- [SUPPLIED MATERIAL]
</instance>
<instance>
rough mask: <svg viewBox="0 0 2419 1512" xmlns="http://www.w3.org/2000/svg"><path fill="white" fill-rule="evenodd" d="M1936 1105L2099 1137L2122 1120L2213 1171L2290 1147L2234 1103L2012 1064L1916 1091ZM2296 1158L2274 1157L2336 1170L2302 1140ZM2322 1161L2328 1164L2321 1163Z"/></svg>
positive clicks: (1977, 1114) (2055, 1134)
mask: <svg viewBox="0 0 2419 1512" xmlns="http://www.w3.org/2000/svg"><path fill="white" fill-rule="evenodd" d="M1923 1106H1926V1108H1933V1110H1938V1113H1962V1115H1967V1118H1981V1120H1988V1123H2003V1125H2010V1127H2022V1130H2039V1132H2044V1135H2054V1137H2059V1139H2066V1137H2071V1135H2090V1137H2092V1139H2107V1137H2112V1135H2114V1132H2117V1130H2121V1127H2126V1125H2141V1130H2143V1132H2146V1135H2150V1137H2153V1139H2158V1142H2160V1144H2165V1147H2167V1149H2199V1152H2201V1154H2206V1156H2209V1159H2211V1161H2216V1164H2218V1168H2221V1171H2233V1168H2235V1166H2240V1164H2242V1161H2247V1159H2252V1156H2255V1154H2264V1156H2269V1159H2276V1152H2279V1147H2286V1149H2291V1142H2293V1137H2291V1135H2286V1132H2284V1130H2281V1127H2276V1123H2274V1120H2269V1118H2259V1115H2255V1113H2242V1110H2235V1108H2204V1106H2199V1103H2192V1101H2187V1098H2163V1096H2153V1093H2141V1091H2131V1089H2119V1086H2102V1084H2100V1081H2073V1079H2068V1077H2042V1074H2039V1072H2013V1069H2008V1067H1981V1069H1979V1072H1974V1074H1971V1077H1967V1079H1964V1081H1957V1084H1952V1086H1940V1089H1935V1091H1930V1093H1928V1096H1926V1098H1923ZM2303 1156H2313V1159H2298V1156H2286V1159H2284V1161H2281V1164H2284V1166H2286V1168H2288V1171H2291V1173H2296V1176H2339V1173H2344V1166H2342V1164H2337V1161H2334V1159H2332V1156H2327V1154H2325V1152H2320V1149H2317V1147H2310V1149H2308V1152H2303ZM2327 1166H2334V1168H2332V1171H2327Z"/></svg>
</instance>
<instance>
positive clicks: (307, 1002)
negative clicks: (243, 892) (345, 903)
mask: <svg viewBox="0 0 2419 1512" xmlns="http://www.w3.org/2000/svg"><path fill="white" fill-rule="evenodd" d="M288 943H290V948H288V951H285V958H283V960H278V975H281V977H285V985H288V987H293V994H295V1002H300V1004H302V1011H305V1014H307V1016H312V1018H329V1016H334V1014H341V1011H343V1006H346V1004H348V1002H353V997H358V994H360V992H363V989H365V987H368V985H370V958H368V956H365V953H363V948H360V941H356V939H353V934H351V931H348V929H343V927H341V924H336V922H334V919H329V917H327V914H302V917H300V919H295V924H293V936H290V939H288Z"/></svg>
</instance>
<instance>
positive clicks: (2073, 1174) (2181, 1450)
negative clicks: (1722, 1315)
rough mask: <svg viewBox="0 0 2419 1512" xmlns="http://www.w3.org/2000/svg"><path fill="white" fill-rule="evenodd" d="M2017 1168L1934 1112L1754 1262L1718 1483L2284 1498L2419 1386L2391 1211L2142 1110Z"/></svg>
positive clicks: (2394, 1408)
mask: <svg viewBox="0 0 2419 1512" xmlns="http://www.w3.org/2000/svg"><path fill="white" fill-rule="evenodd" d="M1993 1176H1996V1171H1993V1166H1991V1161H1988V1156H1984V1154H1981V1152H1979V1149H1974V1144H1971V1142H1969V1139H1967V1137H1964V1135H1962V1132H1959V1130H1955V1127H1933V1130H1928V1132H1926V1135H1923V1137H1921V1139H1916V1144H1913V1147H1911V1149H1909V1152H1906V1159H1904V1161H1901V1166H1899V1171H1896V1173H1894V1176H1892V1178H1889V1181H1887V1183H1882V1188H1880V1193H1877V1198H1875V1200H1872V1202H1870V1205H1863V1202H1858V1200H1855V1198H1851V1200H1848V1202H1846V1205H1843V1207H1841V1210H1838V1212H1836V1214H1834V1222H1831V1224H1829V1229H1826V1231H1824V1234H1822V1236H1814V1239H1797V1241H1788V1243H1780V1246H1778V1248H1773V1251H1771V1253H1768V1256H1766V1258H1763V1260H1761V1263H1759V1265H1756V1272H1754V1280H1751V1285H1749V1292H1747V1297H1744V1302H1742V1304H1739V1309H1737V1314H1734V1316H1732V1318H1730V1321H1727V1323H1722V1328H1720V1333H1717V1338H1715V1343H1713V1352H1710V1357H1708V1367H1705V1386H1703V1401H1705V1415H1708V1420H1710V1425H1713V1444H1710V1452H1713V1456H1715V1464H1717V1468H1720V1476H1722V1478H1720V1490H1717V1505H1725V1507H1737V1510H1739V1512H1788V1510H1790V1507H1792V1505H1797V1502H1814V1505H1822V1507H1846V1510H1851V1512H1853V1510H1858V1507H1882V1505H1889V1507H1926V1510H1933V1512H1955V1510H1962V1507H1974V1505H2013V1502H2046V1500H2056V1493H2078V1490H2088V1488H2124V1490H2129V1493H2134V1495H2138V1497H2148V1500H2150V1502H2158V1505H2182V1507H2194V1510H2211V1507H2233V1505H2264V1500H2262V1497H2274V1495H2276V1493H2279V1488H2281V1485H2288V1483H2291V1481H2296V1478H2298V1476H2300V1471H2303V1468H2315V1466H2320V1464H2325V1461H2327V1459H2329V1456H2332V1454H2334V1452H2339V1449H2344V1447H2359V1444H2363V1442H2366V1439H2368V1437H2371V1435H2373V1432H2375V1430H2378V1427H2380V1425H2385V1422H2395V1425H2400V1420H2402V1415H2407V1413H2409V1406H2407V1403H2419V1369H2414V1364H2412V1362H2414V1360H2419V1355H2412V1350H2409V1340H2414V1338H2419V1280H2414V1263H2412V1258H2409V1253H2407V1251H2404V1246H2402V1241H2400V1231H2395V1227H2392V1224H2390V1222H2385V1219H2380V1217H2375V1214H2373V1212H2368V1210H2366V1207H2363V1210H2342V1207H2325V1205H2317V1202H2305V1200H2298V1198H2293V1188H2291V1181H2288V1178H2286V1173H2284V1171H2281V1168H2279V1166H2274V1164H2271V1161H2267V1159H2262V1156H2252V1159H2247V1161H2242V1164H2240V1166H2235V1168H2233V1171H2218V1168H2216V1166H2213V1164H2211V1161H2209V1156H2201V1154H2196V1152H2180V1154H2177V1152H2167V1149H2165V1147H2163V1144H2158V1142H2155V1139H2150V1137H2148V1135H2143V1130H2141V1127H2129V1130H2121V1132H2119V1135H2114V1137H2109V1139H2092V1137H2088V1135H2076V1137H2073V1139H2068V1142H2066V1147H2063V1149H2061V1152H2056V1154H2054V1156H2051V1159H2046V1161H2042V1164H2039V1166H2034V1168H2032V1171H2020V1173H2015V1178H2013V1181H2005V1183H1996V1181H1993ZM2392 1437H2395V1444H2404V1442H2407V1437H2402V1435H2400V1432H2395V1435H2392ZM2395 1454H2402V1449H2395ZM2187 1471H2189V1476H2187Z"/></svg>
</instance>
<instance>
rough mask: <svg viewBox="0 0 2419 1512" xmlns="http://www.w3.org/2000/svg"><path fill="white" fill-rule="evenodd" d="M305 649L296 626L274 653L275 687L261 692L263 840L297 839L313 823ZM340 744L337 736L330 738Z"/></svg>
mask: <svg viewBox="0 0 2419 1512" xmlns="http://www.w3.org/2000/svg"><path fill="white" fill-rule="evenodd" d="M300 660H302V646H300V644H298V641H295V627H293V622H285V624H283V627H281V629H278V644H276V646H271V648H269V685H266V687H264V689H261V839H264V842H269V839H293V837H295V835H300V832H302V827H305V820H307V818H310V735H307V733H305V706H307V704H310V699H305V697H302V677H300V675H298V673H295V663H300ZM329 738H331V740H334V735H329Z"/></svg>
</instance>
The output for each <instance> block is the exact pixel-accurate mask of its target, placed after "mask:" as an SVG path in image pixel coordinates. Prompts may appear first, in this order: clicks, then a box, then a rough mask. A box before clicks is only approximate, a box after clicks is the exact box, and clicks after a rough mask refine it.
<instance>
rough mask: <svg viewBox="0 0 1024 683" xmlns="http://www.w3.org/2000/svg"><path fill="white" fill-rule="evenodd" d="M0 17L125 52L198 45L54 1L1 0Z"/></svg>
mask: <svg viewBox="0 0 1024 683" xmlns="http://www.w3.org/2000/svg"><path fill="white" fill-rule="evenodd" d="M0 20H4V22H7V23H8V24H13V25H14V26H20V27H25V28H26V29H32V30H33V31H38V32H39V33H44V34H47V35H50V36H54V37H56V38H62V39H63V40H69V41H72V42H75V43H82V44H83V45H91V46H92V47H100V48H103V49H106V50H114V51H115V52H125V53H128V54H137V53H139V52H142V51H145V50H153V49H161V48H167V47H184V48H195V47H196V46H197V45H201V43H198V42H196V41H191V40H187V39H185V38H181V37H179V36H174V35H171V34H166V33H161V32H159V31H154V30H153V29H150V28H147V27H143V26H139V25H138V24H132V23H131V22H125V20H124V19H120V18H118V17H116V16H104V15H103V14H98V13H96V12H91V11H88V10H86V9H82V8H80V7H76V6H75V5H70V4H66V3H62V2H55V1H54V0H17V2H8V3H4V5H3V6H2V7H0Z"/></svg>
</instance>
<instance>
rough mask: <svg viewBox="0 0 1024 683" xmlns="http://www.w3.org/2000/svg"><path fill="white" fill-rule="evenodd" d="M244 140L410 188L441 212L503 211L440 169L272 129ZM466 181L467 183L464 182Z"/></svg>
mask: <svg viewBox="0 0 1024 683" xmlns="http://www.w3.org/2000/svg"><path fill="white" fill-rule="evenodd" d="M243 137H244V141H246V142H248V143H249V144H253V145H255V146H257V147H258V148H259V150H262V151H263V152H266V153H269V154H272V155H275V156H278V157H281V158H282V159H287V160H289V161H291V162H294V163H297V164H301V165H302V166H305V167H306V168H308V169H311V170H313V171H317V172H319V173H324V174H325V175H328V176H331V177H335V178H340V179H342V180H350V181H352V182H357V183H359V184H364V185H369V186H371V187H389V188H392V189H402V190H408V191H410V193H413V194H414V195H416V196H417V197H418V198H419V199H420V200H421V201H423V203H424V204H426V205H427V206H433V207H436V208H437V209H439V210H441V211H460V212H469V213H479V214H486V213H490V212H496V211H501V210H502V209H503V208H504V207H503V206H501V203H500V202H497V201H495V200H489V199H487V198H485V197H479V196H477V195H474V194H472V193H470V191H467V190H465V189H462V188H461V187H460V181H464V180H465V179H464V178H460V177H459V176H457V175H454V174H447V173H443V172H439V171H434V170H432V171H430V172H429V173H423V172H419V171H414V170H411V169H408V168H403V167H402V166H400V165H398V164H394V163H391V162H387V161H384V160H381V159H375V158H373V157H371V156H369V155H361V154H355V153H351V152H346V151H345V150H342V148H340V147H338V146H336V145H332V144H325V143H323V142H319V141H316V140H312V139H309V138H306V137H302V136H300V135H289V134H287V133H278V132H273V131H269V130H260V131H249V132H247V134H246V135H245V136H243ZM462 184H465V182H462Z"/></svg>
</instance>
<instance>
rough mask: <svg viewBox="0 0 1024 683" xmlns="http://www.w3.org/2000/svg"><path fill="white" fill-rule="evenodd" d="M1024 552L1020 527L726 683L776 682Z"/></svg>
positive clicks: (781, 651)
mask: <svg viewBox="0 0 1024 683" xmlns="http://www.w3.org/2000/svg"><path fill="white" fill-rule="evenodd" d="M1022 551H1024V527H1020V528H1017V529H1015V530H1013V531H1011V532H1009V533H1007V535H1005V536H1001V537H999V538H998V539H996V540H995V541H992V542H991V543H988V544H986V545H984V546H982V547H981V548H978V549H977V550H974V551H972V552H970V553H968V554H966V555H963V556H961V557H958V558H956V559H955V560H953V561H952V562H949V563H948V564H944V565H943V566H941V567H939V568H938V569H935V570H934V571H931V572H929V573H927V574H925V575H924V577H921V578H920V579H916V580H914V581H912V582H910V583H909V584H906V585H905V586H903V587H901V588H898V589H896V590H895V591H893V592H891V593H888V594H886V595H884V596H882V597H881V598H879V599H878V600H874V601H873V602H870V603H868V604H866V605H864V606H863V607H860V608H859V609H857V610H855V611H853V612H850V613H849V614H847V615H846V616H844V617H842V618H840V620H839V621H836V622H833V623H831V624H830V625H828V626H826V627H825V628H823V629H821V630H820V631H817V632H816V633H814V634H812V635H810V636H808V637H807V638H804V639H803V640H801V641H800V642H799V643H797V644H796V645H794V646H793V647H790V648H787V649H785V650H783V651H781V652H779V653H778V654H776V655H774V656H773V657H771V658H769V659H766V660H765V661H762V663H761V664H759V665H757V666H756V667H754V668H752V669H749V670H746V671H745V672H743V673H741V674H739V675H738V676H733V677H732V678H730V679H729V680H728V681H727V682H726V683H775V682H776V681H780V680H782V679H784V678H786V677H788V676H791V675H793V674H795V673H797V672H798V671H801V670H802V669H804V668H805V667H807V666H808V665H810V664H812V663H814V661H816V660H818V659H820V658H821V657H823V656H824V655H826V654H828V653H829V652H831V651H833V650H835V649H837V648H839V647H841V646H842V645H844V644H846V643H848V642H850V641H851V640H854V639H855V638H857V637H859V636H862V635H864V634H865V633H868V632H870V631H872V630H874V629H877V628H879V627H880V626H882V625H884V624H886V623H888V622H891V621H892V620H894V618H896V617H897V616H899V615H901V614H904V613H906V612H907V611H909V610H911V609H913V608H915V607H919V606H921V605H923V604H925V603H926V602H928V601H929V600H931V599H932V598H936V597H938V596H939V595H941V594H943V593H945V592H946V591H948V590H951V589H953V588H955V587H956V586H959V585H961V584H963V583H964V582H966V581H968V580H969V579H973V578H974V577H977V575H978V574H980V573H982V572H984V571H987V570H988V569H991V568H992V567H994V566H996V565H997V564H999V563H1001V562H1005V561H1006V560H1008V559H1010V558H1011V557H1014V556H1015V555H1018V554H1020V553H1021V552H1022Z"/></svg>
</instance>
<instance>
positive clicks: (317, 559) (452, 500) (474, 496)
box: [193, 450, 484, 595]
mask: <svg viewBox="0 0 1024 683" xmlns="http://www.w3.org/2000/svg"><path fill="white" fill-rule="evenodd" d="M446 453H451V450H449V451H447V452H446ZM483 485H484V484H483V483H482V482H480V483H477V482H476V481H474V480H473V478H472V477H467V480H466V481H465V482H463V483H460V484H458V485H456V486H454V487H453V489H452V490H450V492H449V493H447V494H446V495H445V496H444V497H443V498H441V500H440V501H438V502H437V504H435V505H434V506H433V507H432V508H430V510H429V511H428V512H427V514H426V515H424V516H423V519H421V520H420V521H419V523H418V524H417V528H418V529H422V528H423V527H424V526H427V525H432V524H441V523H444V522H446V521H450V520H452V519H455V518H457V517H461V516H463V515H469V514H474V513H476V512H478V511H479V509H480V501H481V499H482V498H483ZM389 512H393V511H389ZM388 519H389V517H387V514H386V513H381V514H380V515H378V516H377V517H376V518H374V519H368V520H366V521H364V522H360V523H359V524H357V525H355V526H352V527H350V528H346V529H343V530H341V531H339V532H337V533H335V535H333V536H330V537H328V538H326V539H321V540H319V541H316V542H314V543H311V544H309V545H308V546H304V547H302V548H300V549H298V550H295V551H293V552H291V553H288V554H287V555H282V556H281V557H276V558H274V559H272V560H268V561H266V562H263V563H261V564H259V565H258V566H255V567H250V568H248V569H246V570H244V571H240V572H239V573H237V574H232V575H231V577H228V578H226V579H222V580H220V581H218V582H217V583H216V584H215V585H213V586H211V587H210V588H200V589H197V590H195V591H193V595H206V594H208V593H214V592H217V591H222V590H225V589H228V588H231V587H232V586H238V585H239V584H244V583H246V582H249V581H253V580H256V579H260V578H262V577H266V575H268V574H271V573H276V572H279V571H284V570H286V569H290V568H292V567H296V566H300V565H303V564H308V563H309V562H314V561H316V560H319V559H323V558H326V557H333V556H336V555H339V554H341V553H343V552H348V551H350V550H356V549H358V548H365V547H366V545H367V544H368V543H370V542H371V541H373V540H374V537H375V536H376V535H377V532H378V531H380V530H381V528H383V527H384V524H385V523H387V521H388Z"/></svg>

- [INSTRUCTIONS TO FOLLOW] In the entries above, please find the line with "negative clicks: (1722, 1315)" and the line with "1168L1934 1112L1754 1262L1718", then write out exactly those two lines and every line between them, and nothing more.

- [RESULT]
negative clicks: (1722, 1315)
rough mask: <svg viewBox="0 0 2419 1512" xmlns="http://www.w3.org/2000/svg"><path fill="white" fill-rule="evenodd" d="M2017 1168L1934 1112L1754 1262L1718 1483L2284 1498L2419 1386L2391 1211L2142 1110Z"/></svg>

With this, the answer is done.